(Written problem):
Give all of the lines again, with nothing added or dropped.
*** Listed records ***
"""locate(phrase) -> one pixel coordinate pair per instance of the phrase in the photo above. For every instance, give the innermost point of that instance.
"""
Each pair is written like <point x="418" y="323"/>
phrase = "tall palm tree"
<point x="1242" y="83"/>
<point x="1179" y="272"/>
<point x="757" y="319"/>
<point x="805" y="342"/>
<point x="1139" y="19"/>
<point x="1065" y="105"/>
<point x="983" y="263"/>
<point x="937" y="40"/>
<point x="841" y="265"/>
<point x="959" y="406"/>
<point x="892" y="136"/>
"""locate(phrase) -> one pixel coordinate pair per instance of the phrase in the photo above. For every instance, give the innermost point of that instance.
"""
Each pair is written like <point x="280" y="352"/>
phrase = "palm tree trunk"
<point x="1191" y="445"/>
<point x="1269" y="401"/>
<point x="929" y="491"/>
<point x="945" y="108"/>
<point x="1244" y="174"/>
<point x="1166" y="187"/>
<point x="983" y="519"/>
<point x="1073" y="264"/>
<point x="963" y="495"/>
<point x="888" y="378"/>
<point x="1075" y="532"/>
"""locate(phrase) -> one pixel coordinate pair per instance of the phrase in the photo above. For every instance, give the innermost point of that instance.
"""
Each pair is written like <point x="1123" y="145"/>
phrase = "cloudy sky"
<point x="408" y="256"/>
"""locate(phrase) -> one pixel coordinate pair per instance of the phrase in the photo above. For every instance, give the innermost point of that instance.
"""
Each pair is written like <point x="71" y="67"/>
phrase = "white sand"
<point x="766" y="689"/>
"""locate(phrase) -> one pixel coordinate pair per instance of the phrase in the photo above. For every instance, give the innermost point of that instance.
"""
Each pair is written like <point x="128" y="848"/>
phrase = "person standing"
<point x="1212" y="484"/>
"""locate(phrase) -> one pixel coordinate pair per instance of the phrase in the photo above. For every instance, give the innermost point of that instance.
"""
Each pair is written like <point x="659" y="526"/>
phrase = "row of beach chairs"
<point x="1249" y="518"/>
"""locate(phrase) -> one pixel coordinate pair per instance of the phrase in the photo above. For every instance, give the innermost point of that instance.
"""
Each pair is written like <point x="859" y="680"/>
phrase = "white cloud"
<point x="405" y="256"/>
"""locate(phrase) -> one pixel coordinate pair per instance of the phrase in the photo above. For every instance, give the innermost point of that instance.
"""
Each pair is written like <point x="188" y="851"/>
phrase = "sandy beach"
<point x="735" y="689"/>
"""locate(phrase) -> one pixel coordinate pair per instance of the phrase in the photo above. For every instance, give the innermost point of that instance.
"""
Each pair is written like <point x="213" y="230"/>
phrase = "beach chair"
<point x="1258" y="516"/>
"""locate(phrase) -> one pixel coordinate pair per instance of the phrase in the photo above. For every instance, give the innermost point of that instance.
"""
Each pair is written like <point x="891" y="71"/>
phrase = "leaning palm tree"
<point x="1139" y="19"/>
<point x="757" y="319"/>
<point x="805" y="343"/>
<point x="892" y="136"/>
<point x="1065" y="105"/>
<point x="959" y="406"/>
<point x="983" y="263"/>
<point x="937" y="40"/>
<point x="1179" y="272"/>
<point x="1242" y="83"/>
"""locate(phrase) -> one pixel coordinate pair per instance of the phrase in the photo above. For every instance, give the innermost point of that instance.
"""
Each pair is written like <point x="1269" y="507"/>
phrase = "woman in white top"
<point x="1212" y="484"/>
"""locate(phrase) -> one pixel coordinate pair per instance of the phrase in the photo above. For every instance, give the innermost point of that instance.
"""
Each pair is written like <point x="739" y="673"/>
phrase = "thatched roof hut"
***
(Full output):
"""locate(phrase) -> one pixel coordinate pair per instance of the phrase in the photo above. For every instance, give the innermost point of that instance.
"""
Each pair is written like <point x="418" y="323"/>
phrase = "tall palm tree"
<point x="1242" y="83"/>
<point x="1179" y="272"/>
<point x="757" y="319"/>
<point x="805" y="342"/>
<point x="1139" y="19"/>
<point x="1065" y="105"/>
<point x="983" y="263"/>
<point x="937" y="40"/>
<point x="841" y="265"/>
<point x="959" y="406"/>
<point x="892" y="136"/>
"""locate(phrase) -> one pixel coordinate pair per instance of the phrase in the photo above. For every instance, give the innermost point of that instance.
"""
Each pair is written like <point x="280" y="352"/>
phrase = "palm tree trunk"
<point x="1191" y="445"/>
<point x="1269" y="401"/>
<point x="929" y="491"/>
<point x="945" y="108"/>
<point x="1244" y="174"/>
<point x="1166" y="187"/>
<point x="983" y="519"/>
<point x="1073" y="264"/>
<point x="963" y="495"/>
<point x="888" y="378"/>
<point x="1075" y="532"/>
"""locate(phrase) -> one pixel coordinate pair per instance of the phrase in the photo above. For every instance, give the innermost point of that instance.
"""
Each pair is written like <point x="1123" y="145"/>
phrase = "cloudy sky"
<point x="408" y="256"/>
"""locate(phrase) -> one pixel coordinate pair per instance of the phrase in the photo above. For every instance, give the innermost point of that instance.
"""
Each pair is written like <point x="71" y="67"/>
phrase = "white sand"
<point x="766" y="689"/>
"""locate(phrase) -> one pixel coordinate pair per instance of the phrase in the photo above. For every instance, give the innermost point of that instance.
"""
Each pair is written like <point x="128" y="848"/>
phrase = "person standing"
<point x="1212" y="484"/>
"""locate(phrase) -> one pixel coordinate pair per instance of the phrase in the photo above. For every instance, give the innermost point of that instance.
"""
Each pair is written like <point x="659" y="526"/>
phrase = "row of beach chairs"
<point x="1249" y="518"/>
"""locate(phrase) -> one pixel coordinate pair per instance of the phrase in the photo above. For every instance, give the innermost point of that instance.
"""
Each pair is written like <point x="859" y="680"/>
phrase = "white cloud"
<point x="405" y="256"/>
"""locate(phrase) -> one pixel coordinate pair per instance of the phrase in the photo above. For every instance, give the innermost point of that instance.
"""
Each pair is written like <point x="188" y="851"/>
phrase = "sandy beach"
<point x="735" y="689"/>
"""locate(phrase) -> one pixel coordinate pair per instance of the phrase in the photo above. For every instance, give the innermost point of that instance.
"""
Each pair is written like <point x="213" y="230"/>
phrase = "beach chair"
<point x="1258" y="516"/>
"""locate(phrase) -> one pixel coordinate pair per instance of the phrase in the photo above. For every instance, give the innermost point of that instance.
"""
Each pair is written like <point x="891" y="71"/>
phrase = "leaning palm tree"
<point x="1139" y="19"/>
<point x="757" y="319"/>
<point x="805" y="343"/>
<point x="892" y="136"/>
<point x="1065" y="105"/>
<point x="959" y="406"/>
<point x="983" y="263"/>
<point x="937" y="40"/>
<point x="1179" y="272"/>
<point x="1242" y="83"/>
"""locate(phrase) -> one pixel coordinate pair per instance of the phrase in the photo above. For every instance, give the innermost point of that instance.
"""
Each pair is written like <point x="1269" y="507"/>
phrase = "woman in white top"
<point x="1212" y="484"/>
"""locate(phrase) -> one pixel coordinate pair per instance of the phrase in the photo above. For every instance, give the innermost point of that instance.
"""
Each pair is written like <point x="739" y="673"/>
phrase = "thatched roof hut"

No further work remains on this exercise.